Fast Lenses for the Epson R-D1 (http://www.luminous-landscape.com/reviews/lenses/fastlensreview.shtml)

Sean Reid
05-11-2005, 17:38
Thank you Peter!

Best,

Sean

back alley
05-11-2005, 18:06
wow, that is some read! (no pun intended)

i'll need to read it again to digest all that info more fully.
great job sean, lots of work represented there.

joe

sychan
05-11-2005, 22:51
It was an excellent article, and kind of a cool "how to evaluate lenses" lesson too.

Jim Watts
05-12-2005, 02:11
Sean,
This is a really excellent in depth review. I particularly like how you guide the reader not to look for winners, but to use it as a reference for their own needs. I think it may turn out to be a reference classic for working photographers seeking how to judge lenses in real world use.. I for one will be returning to it.

Sean Reid
05-12-2005, 05:50
Great review, sean.
One thing is that current Noctilux do not have any aspherical element.
Rare 50/1,2 Noctilux has one, but not for 50/1.0

Sang

Sang,

Thank you and thanks for the correction. I'm sending it to my editor right now. Much obliged.

Sean

Sean Reid
05-12-2005, 05:53
Sychan and Jim,

Thank you. I hope it does end up being useful as one kind of reference source.

Best,

Sean

HenningW
05-12-2005, 15:27
Nice writeup, Sean. I've shot with all those lenses except the 35/1.7 Cosina and 35/1.5 Canon on film cameras, and my impressions are quite in line with yours. I can certainly understand that the higher contrast of the latest Leica lenses can cause problems with the dynamic range, even though I missed that in the time I had the R-D1 to use. On film with a decent shoulder that's not an issue, of course but it certainly has its own look.

Have you tried reducing the contrast of any of these lenses by use of a filter? I know it's not the same as using a low contrast lens, but it might be a workaround under some circumstances. Some of my UV filters that haven't been used in years have developed a bit of 'scum' that might do the trick. ;)

Henning

HenningW
05-12-2005, 15:30
I forgot to mention, Sean, that your daughter deserves a special commendation for helping you with the material. I could never get my daughter to do that for me.

Henning

Sean Reid
05-12-2005, 17:10
Hi Henning,

My daughter is herself a young photographer and she was willing to serve as model in exchange for a blueberry pancake breakfast at a diner (pre-shoot). I told her there was no need to fake a smile for the pictures (which she doesn't normally do anyway, having grown up around me) and so what we see in the pictures is a patient and somewhat bored nine-year old. The great thing about Cheyenne is that she'd do it again in a heartbeat, no problem. She knows it takes a long time but that its for a good cause. She also helped me to choose and arrange the various objects shown in the pictures.

__Activity__. Can you carry the forum thread about the fast-lens review forward from its last line, Sean Reid's reply to Henning? The records that follow come from a separate source and have no connection to the forum thread above.

__Records provided__.
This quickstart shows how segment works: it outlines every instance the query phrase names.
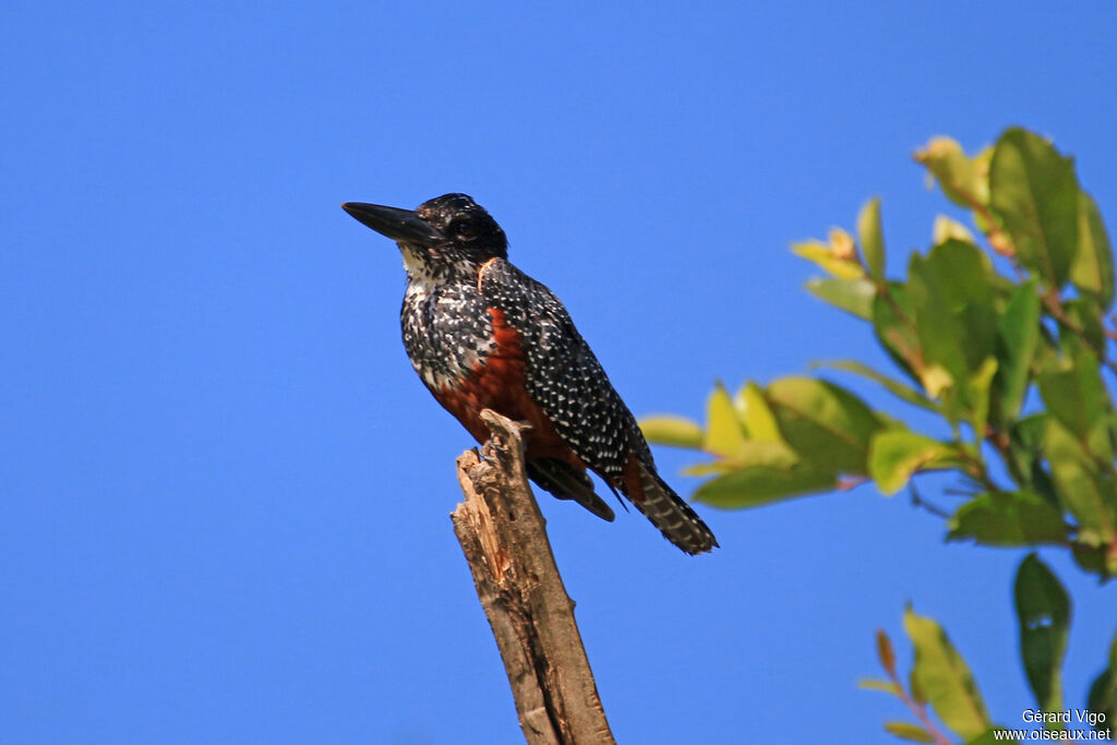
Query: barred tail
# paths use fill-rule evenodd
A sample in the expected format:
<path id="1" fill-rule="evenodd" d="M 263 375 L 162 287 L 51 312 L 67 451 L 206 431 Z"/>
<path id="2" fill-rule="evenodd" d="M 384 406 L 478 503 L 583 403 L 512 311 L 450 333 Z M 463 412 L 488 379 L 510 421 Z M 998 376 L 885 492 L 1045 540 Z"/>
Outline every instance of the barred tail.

__Output for this task__.
The way I'm dealing with matching lenses and contrast is to use my CV lenses in various kinds of light and my Canon lenses in bright sunlight. I'd own the Summilux 35 and 50 in a heartbeat but I don't want to spend that kind of money now when other obligations have to take priority. The Leica Asph lens I'd buy first would be the 35/1.4.

Cheers,

Sean

Peter Klein
05-12-2005, 20:44
Sean:

Well done!

I want to add my kudos to the comments about your article. We all owe you a vote of thanks for such a massive and thorough piece of work. What a concept-- a "lens test" that is really about the pictorial effect of how lenses draw their images. Lines per millimeter and MTF graphs have their place, but your article really gets to the heart of the matter in the way that photographers can relate to instantly.

I've long had a feeling that a DRF is in my future. Maybe not the RD-1, but perhaps a successor or a sibling. After I read your article, that premonition is stronger.

I notice that you also shoot an Olympus E-1. So we have similar tastes--I shoot Leica M and an E-1, too. Could you maybe give a few words about how the images from the RD-1 and the E-1 compare? I've looked over your wedding pictures, but they are not big enough to see the fine points, and the Flash show prevents me from looking at EXIF data.

--Peter

Beniliam
05-12-2005, 23:12
Sean congrath for your website, your photos, and your excellent review of the RD1.

pfogle
05-13-2005, 02:57
Sean... just another vote of thanks and, well, amazement at the amount of energy you've put into your tests, and into encouraging us here in the forum.

I feel as though we're on the cutting edge here in the move away from over-concern with technical gizmos, to assessing the gear from the practical and aethetic perspectives.

I hope your tests become a benchmark for other reviewers to pay more attention to the real needs of photographers - lenses are often 'sharp enough' for our purposes, but the way an image looks is what really counts.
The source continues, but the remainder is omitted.